Task goal => Count the lines in the records below that contain the string "emblem". Reply with the number only.

— Begin Data lines —

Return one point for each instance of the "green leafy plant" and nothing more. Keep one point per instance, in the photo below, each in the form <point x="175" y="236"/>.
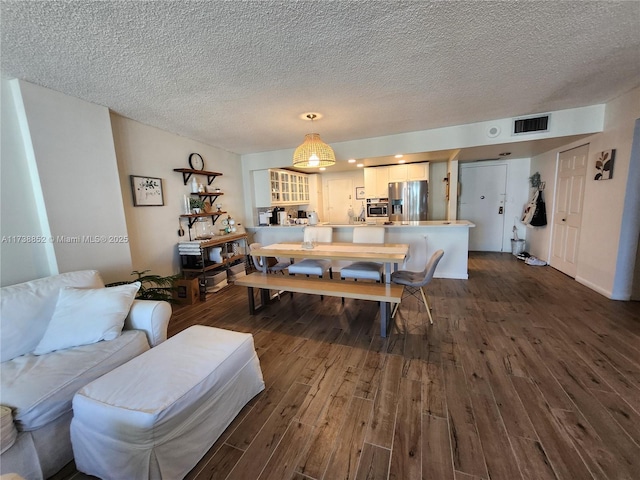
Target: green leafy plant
<point x="152" y="287"/>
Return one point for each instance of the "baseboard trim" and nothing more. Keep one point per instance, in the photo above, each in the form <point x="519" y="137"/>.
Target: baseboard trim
<point x="601" y="291"/>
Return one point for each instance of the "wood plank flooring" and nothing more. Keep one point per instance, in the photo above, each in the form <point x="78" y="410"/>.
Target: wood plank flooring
<point x="525" y="374"/>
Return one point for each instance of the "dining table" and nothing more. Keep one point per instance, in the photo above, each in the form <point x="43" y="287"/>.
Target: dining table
<point x="389" y="254"/>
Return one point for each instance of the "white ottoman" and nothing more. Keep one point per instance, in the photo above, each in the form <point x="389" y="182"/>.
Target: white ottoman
<point x="158" y="414"/>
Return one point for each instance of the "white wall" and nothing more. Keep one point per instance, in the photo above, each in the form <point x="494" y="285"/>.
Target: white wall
<point x="22" y="258"/>
<point x="356" y="177"/>
<point x="437" y="191"/>
<point x="600" y="256"/>
<point x="148" y="151"/>
<point x="574" y="121"/>
<point x="72" y="161"/>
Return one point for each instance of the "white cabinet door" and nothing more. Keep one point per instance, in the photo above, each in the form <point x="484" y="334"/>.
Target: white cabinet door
<point x="262" y="188"/>
<point x="418" y="171"/>
<point x="370" y="186"/>
<point x="382" y="182"/>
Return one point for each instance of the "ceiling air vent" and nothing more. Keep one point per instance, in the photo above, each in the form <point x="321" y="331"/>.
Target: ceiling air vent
<point x="531" y="124"/>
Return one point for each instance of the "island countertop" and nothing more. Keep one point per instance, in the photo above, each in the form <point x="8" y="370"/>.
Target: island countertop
<point x="427" y="223"/>
<point x="424" y="238"/>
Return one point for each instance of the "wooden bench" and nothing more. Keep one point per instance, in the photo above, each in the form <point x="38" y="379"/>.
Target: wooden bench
<point x="379" y="292"/>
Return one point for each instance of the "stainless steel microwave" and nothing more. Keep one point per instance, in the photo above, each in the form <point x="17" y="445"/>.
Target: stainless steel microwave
<point x="377" y="207"/>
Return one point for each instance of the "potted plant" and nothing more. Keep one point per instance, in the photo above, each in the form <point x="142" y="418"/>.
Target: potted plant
<point x="197" y="205"/>
<point x="152" y="287"/>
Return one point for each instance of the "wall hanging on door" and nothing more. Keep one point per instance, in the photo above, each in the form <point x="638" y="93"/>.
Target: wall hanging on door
<point x="604" y="165"/>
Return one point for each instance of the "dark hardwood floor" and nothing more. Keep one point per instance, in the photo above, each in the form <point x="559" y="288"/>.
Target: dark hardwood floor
<point x="525" y="374"/>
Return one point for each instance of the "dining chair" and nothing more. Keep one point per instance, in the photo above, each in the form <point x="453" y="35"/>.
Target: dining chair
<point x="311" y="266"/>
<point x="415" y="281"/>
<point x="365" y="270"/>
<point x="273" y="265"/>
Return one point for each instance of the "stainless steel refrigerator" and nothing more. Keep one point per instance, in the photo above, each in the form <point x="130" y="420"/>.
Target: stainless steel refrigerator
<point x="408" y="201"/>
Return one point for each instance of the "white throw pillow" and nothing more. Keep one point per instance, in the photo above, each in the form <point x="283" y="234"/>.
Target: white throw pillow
<point x="84" y="316"/>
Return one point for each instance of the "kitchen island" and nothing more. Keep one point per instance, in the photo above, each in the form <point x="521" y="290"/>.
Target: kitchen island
<point x="424" y="238"/>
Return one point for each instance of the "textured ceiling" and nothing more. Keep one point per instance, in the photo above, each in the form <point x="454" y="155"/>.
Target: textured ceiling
<point x="237" y="75"/>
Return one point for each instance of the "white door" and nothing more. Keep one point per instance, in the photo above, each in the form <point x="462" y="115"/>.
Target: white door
<point x="567" y="213"/>
<point x="339" y="201"/>
<point x="482" y="199"/>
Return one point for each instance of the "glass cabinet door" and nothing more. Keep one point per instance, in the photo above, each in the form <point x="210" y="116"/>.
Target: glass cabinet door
<point x="295" y="196"/>
<point x="285" y="187"/>
<point x="275" y="186"/>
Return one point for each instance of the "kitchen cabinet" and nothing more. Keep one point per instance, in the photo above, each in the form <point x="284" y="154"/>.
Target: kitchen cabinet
<point x="376" y="182"/>
<point x="280" y="187"/>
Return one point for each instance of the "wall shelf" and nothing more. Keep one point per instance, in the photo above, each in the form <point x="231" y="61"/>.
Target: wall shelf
<point x="187" y="172"/>
<point x="192" y="217"/>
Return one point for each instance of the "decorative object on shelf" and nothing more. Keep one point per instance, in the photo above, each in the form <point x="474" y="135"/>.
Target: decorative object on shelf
<point x="604" y="165"/>
<point x="197" y="205"/>
<point x="196" y="162"/>
<point x="186" y="204"/>
<point x="146" y="191"/>
<point x="313" y="152"/>
<point x="534" y="180"/>
<point x="152" y="287"/>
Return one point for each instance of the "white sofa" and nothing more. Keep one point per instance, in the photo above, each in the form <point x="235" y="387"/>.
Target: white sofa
<point x="37" y="386"/>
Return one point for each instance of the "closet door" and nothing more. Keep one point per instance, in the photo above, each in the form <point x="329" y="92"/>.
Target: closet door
<point x="567" y="215"/>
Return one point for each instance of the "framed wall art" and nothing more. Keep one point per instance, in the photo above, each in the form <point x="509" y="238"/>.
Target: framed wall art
<point x="147" y="191"/>
<point x="604" y="164"/>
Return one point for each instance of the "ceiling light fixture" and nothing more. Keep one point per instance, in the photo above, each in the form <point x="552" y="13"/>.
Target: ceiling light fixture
<point x="313" y="152"/>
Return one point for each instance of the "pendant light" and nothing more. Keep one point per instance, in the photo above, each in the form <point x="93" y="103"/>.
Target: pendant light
<point x="313" y="152"/>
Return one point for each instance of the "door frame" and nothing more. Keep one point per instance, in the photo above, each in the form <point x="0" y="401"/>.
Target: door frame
<point x="552" y="223"/>
<point x="486" y="164"/>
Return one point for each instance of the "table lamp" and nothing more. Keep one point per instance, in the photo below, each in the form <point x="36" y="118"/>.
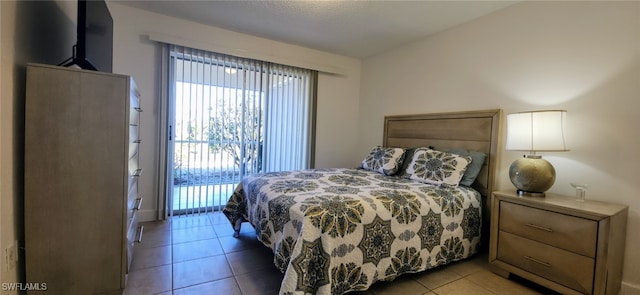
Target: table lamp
<point x="535" y="131"/>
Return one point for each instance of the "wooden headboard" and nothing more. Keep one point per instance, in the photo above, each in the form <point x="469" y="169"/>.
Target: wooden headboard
<point x="471" y="130"/>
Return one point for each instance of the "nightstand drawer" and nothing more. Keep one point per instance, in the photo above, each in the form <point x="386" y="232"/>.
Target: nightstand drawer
<point x="570" y="233"/>
<point x="563" y="267"/>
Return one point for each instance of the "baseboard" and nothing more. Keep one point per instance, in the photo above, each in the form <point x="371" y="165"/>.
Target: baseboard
<point x="147" y="215"/>
<point x="629" y="289"/>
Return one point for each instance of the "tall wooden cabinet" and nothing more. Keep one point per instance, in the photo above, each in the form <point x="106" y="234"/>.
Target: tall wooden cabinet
<point x="81" y="174"/>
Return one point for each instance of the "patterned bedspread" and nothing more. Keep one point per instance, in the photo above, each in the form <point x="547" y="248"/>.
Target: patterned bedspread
<point x="339" y="230"/>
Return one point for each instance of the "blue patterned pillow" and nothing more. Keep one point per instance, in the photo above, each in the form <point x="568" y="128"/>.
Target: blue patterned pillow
<point x="385" y="160"/>
<point x="436" y="167"/>
<point x="477" y="160"/>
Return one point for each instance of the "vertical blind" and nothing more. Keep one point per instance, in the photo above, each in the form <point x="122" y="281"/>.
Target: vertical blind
<point x="232" y="117"/>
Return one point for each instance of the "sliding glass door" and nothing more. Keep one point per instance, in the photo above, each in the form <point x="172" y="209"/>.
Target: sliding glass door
<point x="230" y="117"/>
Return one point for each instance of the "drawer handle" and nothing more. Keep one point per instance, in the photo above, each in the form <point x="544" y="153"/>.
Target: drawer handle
<point x="139" y="234"/>
<point x="136" y="206"/>
<point x="540" y="227"/>
<point x="537" y="261"/>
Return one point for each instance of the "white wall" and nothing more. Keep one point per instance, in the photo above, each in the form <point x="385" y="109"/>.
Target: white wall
<point x="134" y="54"/>
<point x="580" y="56"/>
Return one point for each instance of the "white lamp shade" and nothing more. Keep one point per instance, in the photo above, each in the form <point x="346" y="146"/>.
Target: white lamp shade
<point x="536" y="131"/>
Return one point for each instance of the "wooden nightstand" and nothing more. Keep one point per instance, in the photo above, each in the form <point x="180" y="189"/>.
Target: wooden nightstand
<point x="569" y="246"/>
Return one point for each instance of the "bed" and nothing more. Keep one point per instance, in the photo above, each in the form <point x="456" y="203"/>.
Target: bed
<point x="338" y="230"/>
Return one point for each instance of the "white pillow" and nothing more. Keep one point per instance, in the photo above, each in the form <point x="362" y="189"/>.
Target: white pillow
<point x="385" y="160"/>
<point x="436" y="167"/>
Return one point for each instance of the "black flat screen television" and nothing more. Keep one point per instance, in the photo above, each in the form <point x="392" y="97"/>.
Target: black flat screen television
<point x="94" y="46"/>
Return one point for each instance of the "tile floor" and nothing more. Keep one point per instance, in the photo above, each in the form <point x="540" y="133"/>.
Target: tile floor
<point x="198" y="255"/>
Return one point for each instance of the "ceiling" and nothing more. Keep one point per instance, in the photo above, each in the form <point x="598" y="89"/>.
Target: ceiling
<point x="352" y="28"/>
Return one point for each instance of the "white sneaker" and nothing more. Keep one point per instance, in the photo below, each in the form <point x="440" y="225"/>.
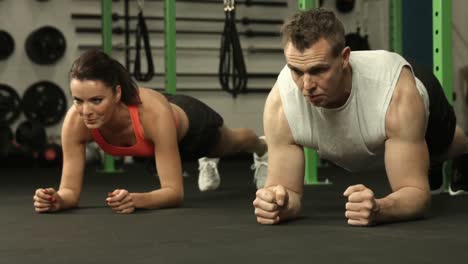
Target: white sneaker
<point x="261" y="168"/>
<point x="208" y="177"/>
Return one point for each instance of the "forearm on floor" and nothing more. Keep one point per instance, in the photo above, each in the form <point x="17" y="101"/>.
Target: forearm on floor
<point x="162" y="198"/>
<point x="407" y="203"/>
<point x="68" y="198"/>
<point x="294" y="206"/>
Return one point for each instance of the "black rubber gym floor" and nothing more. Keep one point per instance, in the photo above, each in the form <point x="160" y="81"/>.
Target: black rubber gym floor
<point x="218" y="226"/>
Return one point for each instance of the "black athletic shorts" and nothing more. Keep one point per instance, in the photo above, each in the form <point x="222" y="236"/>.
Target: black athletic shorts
<point x="442" y="120"/>
<point x="204" y="123"/>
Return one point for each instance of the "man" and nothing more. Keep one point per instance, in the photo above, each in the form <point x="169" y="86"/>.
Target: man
<point x="356" y="109"/>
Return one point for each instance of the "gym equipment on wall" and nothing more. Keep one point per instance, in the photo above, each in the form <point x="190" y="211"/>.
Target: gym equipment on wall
<point x="119" y="31"/>
<point x="245" y="2"/>
<point x="244" y="20"/>
<point x="250" y="49"/>
<point x="31" y="134"/>
<point x="357" y="42"/>
<point x="142" y="33"/>
<point x="7" y="44"/>
<point x="6" y="139"/>
<point x="345" y="6"/>
<point x="46" y="102"/>
<point x="231" y="62"/>
<point x="45" y="45"/>
<point x="10" y="104"/>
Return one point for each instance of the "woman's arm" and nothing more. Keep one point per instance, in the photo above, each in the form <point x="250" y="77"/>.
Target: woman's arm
<point x="158" y="125"/>
<point x="74" y="137"/>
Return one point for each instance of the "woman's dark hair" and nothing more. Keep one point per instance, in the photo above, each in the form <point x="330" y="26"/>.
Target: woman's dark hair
<point x="305" y="28"/>
<point x="97" y="65"/>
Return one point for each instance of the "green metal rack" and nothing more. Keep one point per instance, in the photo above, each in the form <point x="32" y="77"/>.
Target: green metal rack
<point x="170" y="45"/>
<point x="106" y="9"/>
<point x="442" y="58"/>
<point x="311" y="157"/>
<point x="396" y="28"/>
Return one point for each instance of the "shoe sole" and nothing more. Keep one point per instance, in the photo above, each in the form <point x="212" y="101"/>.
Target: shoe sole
<point x="455" y="193"/>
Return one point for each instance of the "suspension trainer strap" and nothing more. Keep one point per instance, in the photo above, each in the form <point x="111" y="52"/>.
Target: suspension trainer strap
<point x="142" y="32"/>
<point x="231" y="63"/>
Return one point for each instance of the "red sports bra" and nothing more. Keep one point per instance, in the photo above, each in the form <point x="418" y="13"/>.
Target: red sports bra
<point x="142" y="146"/>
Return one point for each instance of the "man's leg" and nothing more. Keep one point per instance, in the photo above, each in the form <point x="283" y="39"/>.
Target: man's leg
<point x="458" y="152"/>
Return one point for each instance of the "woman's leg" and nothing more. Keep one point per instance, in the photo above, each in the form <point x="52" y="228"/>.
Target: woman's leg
<point x="237" y="140"/>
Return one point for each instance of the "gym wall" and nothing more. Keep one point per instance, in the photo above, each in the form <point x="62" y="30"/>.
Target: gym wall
<point x="460" y="60"/>
<point x="20" y="17"/>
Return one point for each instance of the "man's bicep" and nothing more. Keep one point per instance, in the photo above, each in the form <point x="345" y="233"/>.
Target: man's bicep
<point x="285" y="158"/>
<point x="406" y="164"/>
<point x="286" y="167"/>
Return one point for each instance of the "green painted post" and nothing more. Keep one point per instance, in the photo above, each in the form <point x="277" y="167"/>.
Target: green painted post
<point x="396" y="40"/>
<point x="170" y="45"/>
<point x="311" y="156"/>
<point x="442" y="58"/>
<point x="106" y="10"/>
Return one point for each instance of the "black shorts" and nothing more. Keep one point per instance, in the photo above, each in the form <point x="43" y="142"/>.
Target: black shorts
<point x="442" y="120"/>
<point x="203" y="132"/>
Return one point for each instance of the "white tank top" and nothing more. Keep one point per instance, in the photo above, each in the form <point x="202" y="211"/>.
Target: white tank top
<point x="353" y="135"/>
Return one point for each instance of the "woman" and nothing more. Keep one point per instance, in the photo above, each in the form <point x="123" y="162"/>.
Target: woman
<point x="125" y="120"/>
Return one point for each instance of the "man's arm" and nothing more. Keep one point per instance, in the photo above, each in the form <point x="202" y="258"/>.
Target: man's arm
<point x="280" y="199"/>
<point x="406" y="155"/>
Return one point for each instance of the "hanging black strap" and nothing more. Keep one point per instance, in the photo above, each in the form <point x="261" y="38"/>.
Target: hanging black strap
<point x="231" y="63"/>
<point x="142" y="32"/>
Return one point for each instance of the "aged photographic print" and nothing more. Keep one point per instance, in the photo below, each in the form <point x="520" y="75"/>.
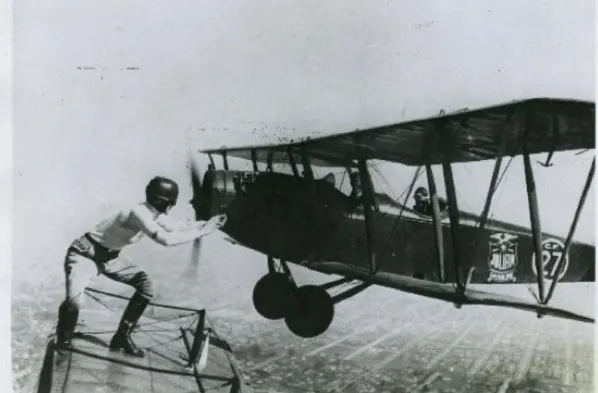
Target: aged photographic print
<point x="276" y="196"/>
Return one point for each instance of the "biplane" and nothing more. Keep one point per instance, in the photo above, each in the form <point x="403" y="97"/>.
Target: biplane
<point x="184" y="353"/>
<point x="431" y="248"/>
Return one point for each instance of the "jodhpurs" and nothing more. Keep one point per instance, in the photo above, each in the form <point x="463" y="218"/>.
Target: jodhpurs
<point x="86" y="259"/>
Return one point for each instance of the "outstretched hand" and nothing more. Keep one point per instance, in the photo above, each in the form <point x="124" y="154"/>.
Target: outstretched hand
<point x="214" y="223"/>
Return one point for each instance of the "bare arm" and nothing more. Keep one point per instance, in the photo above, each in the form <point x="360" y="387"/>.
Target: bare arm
<point x="143" y="218"/>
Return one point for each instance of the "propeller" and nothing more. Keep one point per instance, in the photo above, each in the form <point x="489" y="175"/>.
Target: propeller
<point x="195" y="174"/>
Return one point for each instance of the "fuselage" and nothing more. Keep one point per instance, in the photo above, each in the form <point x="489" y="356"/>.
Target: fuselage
<point x="305" y="221"/>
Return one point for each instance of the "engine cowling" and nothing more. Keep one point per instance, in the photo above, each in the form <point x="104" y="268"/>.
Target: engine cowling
<point x="219" y="188"/>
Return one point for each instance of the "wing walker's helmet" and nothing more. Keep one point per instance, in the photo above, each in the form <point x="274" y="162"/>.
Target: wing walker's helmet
<point x="161" y="193"/>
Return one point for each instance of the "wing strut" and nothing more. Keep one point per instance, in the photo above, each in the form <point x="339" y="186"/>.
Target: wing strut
<point x="532" y="200"/>
<point x="292" y="162"/>
<point x="269" y="161"/>
<point x="580" y="205"/>
<point x="367" y="211"/>
<point x="497" y="166"/>
<point x="254" y="160"/>
<point x="309" y="174"/>
<point x="435" y="208"/>
<point x="225" y="161"/>
<point x="449" y="181"/>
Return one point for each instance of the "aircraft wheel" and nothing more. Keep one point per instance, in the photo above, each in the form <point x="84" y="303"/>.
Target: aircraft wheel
<point x="271" y="295"/>
<point x="311" y="311"/>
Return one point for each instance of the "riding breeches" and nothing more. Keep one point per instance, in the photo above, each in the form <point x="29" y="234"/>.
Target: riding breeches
<point x="86" y="259"/>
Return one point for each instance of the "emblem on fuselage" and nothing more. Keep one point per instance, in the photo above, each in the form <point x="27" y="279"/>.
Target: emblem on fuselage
<point x="553" y="251"/>
<point x="502" y="259"/>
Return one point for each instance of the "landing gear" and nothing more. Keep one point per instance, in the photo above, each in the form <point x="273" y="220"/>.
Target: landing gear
<point x="311" y="311"/>
<point x="308" y="310"/>
<point x="272" y="294"/>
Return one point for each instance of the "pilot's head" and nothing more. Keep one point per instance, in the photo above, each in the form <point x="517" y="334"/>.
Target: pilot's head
<point x="354" y="179"/>
<point x="421" y="195"/>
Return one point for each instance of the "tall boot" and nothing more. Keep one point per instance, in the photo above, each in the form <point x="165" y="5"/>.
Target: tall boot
<point x="122" y="339"/>
<point x="67" y="321"/>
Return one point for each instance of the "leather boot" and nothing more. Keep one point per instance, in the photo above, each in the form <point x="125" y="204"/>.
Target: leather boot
<point x="122" y="339"/>
<point x="65" y="327"/>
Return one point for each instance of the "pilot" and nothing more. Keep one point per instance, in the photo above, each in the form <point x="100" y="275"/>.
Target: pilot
<point x="423" y="205"/>
<point x="97" y="252"/>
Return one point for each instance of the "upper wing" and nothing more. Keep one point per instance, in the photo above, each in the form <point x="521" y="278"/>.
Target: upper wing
<point x="548" y="125"/>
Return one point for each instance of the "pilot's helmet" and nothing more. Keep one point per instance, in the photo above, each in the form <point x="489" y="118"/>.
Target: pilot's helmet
<point x="421" y="193"/>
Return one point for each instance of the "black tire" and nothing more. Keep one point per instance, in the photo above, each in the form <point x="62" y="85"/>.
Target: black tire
<point x="272" y="294"/>
<point x="311" y="311"/>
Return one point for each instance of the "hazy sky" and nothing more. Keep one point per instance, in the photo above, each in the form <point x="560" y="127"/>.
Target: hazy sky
<point x="110" y="93"/>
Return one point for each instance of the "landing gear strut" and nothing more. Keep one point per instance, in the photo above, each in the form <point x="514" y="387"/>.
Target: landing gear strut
<point x="308" y="310"/>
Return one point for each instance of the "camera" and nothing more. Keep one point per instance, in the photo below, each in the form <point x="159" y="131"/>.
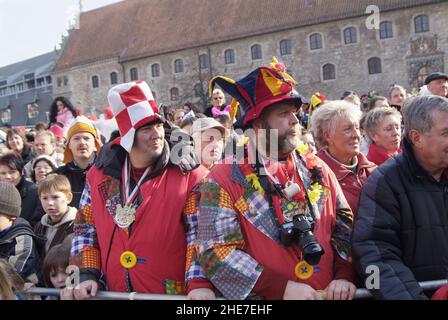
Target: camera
<point x="299" y="230"/>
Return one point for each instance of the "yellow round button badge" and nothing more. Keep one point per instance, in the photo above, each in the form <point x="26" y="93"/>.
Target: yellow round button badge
<point x="128" y="259"/>
<point x="304" y="270"/>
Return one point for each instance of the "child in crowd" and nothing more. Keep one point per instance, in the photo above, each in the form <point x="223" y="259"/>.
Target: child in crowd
<point x="18" y="243"/>
<point x="11" y="284"/>
<point x="57" y="223"/>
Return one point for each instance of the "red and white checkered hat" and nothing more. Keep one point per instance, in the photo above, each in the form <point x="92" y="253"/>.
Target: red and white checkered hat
<point x="133" y="106"/>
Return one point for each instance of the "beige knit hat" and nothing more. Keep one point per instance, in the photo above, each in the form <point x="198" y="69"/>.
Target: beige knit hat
<point x="10" y="201"/>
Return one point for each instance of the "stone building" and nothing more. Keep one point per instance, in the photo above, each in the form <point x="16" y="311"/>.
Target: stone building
<point x="177" y="46"/>
<point x="26" y="91"/>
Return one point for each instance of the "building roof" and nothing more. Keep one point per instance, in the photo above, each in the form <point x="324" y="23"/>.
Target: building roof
<point x="41" y="65"/>
<point x="133" y="29"/>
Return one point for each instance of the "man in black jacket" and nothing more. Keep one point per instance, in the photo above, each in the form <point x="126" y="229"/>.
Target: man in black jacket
<point x="18" y="243"/>
<point x="401" y="229"/>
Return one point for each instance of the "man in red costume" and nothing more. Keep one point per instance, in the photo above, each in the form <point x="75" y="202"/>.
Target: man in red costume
<point x="129" y="232"/>
<point x="274" y="223"/>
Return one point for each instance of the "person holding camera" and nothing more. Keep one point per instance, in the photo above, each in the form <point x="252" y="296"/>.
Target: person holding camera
<point x="128" y="234"/>
<point x="271" y="221"/>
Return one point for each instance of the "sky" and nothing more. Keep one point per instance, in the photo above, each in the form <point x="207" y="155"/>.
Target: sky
<point x="29" y="28"/>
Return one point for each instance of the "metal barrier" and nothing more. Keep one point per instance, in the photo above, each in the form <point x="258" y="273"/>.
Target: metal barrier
<point x="107" y="295"/>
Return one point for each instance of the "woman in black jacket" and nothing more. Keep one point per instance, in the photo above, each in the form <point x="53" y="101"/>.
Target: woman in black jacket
<point x="11" y="171"/>
<point x="16" y="141"/>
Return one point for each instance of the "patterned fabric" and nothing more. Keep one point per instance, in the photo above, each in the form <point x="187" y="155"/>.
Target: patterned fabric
<point x="232" y="271"/>
<point x="220" y="241"/>
<point x="173" y="287"/>
<point x="133" y="106"/>
<point x="192" y="268"/>
<point x="85" y="251"/>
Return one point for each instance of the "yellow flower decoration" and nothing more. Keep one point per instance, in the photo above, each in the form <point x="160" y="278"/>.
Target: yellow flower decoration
<point x="252" y="178"/>
<point x="243" y="141"/>
<point x="314" y="192"/>
<point x="302" y="148"/>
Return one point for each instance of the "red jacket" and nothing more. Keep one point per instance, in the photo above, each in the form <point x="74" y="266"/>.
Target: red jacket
<point x="259" y="246"/>
<point x="379" y="155"/>
<point x="157" y="238"/>
<point x="350" y="182"/>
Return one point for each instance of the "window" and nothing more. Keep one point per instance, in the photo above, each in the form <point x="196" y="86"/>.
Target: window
<point x="178" y="66"/>
<point x="255" y="51"/>
<point x="174" y="92"/>
<point x="315" y="41"/>
<point x="155" y="70"/>
<point x="422" y="74"/>
<point x="285" y="47"/>
<point x="28" y="76"/>
<point x="95" y="82"/>
<point x="198" y="90"/>
<point x="329" y="71"/>
<point x="30" y="84"/>
<point x="113" y="78"/>
<point x="134" y="74"/>
<point x="203" y="62"/>
<point x="386" y="30"/>
<point x="350" y="35"/>
<point x="40" y="82"/>
<point x="229" y="56"/>
<point x="33" y="110"/>
<point x="374" y="65"/>
<point x="6" y="115"/>
<point x="421" y="23"/>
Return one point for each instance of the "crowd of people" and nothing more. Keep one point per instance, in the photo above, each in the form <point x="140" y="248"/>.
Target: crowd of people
<point x="271" y="196"/>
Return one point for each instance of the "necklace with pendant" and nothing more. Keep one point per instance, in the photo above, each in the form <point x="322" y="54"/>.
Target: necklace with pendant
<point x="125" y="214"/>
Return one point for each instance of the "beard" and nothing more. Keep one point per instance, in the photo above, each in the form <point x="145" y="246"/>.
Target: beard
<point x="285" y="143"/>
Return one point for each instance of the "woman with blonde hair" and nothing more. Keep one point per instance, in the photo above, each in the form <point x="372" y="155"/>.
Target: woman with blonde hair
<point x="335" y="127"/>
<point x="383" y="130"/>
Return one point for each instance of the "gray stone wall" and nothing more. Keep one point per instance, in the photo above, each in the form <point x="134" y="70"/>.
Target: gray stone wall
<point x="402" y="58"/>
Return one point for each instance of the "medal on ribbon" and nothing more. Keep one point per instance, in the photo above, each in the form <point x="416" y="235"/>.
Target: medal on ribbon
<point x="124" y="216"/>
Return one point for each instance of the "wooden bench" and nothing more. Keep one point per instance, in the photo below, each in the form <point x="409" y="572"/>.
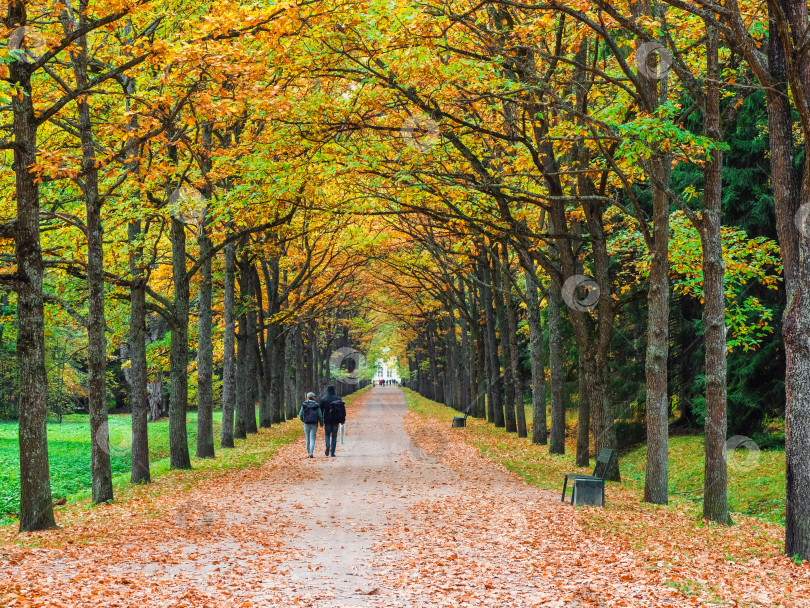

— End Data lines —

Written response => 2